Tarefa proposta A » Reescreva em forma de lista o parágrafo do trecho sobre regulação de nanomateriais que começa com "Na União Europeia desde janeiro de 2020", preservando seus fatos principais.

Trecho do texto »
####################

Na União Europeia desde janeiro de 2020 existe um rito específico para o registro de nanomateriais. Informações específicas relativas aos riscos são solicitadas. No Brasil, existe um Programa de Certificação de Nanoprodutos em andamento no INMETRO.  Possivelmente, ele resultará em protocolos que darão suporte à diversas agências regulamentadoras nacionais. Ainda, o Ministério Público do Trabalho elaborou um Termo de Referência com recomendações sobre a inclusão de ferramentas de análise de risco para adequação de documentos de segurança do trabalho. Tudo isso são reflexos dos avanços na área de nanoHSE.

Num contexto de desenvolvimento, a governança de risco deve ser um processo dinâmico, permitindo respostas adaptativas à luz de novas informações. Independentemente da forma de estruturação ou da escolha das ferramentas, sua execução contínua através da cooperação e incorporação de perspectivas de todas as partes interessadas permite lidar de forma frontal com a incerteza do risco. Desta forma, novas informações sobre possibilidades de processos, usos, gestão de resíduos destes nanoprodutos apresentam-se e são consideradas na tomada de decisões, ainda durante o desenvolvimento.

####################

Tarefa proposta B » Nos registros, reproduza as linhas desde a que contém "If you could tag the elderly" até o fim, inclusive, substituindo "I would be thankful" por "I would be grateful" e mantendo todo o resto inalterado.

Dados fornecidos »

####################

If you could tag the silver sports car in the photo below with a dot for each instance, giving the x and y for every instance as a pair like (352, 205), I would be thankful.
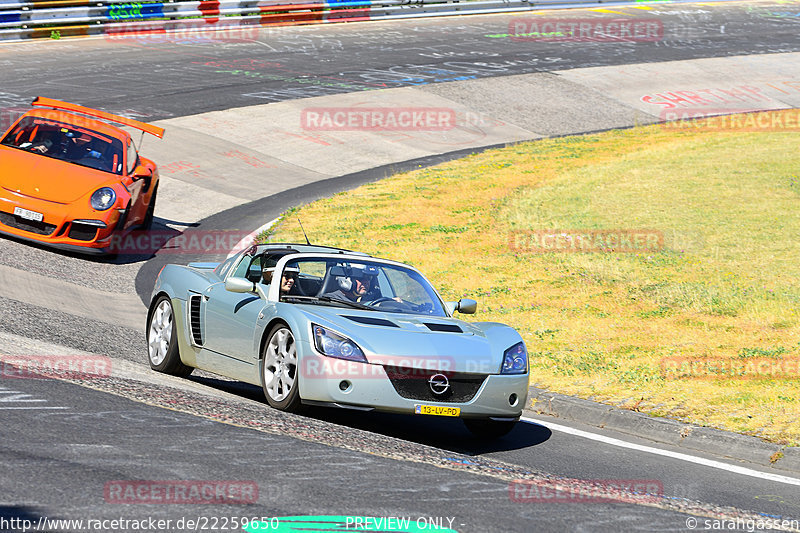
(317, 325)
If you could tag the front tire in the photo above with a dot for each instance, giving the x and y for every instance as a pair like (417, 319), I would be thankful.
(279, 376)
(162, 340)
(488, 429)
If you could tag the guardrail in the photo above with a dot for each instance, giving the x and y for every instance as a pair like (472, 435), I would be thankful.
(56, 18)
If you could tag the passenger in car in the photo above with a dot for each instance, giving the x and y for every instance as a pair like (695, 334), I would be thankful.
(288, 279)
(352, 288)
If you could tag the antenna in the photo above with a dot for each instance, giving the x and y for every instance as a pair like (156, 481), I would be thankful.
(304, 231)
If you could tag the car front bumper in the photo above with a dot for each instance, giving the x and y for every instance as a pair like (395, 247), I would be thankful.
(362, 385)
(59, 227)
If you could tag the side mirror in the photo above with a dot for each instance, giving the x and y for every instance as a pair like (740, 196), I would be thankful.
(243, 285)
(239, 285)
(467, 306)
(142, 172)
(464, 305)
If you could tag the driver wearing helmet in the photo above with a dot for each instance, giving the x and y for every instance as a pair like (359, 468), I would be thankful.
(356, 284)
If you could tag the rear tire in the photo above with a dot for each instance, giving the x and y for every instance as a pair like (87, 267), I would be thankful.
(162, 340)
(488, 429)
(279, 375)
(147, 223)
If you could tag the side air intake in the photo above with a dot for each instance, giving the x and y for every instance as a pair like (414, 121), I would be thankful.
(194, 319)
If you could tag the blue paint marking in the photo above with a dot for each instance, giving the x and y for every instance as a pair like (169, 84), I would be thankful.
(10, 17)
(347, 3)
(135, 11)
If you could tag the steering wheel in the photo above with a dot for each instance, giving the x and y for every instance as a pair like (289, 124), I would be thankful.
(383, 299)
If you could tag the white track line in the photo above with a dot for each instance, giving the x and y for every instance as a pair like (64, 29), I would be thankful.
(657, 451)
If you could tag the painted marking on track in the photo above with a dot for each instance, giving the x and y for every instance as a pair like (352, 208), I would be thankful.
(33, 407)
(601, 10)
(17, 397)
(666, 453)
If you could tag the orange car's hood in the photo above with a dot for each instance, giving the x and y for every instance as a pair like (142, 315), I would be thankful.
(47, 178)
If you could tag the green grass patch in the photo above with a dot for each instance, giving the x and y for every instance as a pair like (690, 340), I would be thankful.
(724, 284)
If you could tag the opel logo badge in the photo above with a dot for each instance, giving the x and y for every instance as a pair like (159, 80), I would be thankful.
(439, 384)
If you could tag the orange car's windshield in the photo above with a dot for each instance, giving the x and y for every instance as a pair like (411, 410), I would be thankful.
(66, 142)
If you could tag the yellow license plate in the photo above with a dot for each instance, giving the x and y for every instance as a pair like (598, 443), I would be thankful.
(436, 410)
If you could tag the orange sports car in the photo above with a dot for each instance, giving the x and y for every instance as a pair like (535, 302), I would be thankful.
(73, 182)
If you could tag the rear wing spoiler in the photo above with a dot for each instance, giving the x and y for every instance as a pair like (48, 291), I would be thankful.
(65, 106)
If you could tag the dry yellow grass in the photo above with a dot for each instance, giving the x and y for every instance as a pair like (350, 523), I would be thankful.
(600, 325)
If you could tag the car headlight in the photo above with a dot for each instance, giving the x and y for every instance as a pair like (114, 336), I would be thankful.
(103, 198)
(515, 360)
(332, 344)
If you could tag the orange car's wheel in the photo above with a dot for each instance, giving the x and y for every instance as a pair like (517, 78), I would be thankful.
(147, 223)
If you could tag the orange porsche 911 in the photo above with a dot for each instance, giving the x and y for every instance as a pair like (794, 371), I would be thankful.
(73, 182)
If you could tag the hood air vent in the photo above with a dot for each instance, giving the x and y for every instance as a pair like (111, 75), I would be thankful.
(447, 328)
(371, 321)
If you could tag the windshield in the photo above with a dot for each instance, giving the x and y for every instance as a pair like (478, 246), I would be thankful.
(65, 142)
(363, 284)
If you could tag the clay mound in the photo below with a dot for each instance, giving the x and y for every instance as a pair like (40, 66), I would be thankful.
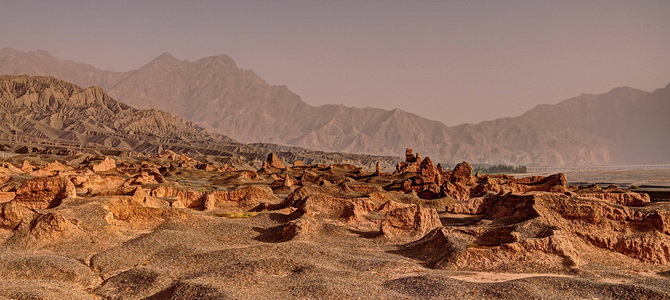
(246, 198)
(546, 231)
(44, 192)
(131, 213)
(13, 214)
(105, 165)
(407, 221)
(273, 162)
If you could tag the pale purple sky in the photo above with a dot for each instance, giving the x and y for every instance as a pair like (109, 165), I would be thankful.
(452, 61)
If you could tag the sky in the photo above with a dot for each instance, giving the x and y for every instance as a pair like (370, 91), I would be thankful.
(451, 61)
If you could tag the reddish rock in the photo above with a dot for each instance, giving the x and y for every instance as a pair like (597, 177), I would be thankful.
(145, 178)
(428, 173)
(12, 214)
(105, 165)
(245, 198)
(44, 192)
(626, 199)
(402, 221)
(7, 196)
(462, 174)
(409, 155)
(178, 197)
(273, 162)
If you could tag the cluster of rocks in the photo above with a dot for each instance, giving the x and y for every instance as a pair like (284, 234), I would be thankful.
(451, 219)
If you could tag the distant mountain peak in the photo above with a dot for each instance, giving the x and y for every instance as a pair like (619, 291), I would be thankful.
(166, 56)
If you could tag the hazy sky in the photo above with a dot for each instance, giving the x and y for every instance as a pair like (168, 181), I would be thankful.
(453, 61)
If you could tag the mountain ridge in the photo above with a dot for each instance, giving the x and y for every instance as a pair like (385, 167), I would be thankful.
(217, 95)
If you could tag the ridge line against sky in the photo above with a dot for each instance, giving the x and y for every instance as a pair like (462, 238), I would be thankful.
(451, 61)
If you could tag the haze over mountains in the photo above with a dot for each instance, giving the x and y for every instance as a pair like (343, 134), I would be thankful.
(50, 116)
(623, 126)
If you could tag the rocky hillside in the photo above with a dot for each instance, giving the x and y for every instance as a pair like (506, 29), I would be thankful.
(620, 127)
(40, 112)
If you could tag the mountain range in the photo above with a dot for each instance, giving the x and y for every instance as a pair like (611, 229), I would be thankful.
(622, 126)
(46, 115)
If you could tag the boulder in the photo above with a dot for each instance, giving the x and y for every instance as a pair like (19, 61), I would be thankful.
(273, 162)
(44, 192)
(105, 165)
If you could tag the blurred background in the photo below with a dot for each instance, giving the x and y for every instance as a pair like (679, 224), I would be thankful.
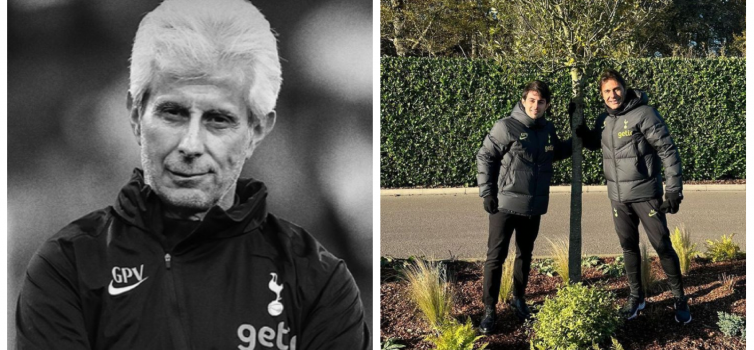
(70, 147)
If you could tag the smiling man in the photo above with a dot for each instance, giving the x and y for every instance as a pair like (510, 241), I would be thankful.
(514, 167)
(636, 145)
(189, 257)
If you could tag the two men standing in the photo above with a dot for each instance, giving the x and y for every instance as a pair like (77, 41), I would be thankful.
(514, 171)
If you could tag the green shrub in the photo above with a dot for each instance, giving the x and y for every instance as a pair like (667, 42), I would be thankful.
(590, 261)
(545, 267)
(506, 280)
(429, 290)
(723, 250)
(614, 269)
(685, 250)
(455, 336)
(560, 258)
(391, 344)
(614, 346)
(731, 324)
(575, 318)
(648, 277)
(434, 114)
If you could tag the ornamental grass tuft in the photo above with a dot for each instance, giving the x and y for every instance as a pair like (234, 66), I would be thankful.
(430, 291)
(686, 251)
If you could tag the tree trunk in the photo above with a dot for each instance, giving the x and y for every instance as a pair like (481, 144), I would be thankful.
(399, 31)
(574, 242)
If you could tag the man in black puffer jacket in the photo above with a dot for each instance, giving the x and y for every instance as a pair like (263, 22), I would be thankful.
(635, 144)
(514, 170)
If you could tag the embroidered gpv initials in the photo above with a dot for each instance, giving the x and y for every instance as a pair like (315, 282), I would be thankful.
(127, 279)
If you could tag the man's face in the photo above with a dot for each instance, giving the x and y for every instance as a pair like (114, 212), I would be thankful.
(534, 105)
(613, 93)
(195, 138)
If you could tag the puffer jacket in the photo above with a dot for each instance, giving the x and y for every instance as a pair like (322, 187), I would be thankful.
(635, 144)
(515, 162)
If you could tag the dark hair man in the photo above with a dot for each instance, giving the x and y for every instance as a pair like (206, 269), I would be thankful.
(635, 144)
(188, 257)
(514, 169)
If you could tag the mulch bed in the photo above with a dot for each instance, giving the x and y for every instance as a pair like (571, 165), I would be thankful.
(654, 328)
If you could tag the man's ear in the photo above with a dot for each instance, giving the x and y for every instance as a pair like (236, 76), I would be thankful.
(259, 130)
(134, 118)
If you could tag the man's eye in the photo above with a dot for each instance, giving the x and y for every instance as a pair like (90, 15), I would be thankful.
(219, 120)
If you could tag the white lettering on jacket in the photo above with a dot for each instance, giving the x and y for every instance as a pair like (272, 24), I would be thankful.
(123, 275)
(265, 336)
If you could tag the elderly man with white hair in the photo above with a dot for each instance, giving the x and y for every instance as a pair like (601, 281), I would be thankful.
(188, 256)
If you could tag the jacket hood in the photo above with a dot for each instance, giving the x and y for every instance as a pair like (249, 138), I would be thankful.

####################

Solução completa A »
- Na União Europeia, desde janeiro de 2020, há um rito específico para o registro de nanomateriais, com exigência de informações específicas sobre riscos.
- No Brasil, o INMETRO conduz um Programa de Certificação de Nanoprodutos, que possivelmente resultará em protocolos de suporte a diversas agências regulamentadoras nacionais.
- O Ministério Público do Trabalho elaborou um Termo de Referência com recomendações para incluir ferramentas de análise de risco na adequação de documentos de segurança do trabalho.
- Esses fatos refletem os avanços na área de nanoHSE.

Solução completa B »
If you could tag the elderly man with white hair in the photo above with a dot for each instance, giving the x and y for every instance as a pair like (601, 281), I would be grateful.
(188, 256)
If you could tag the jacket hood in the photo above with a dot for each instance, giving the x and y for every instance as a pair like (249, 138), I would be grateful.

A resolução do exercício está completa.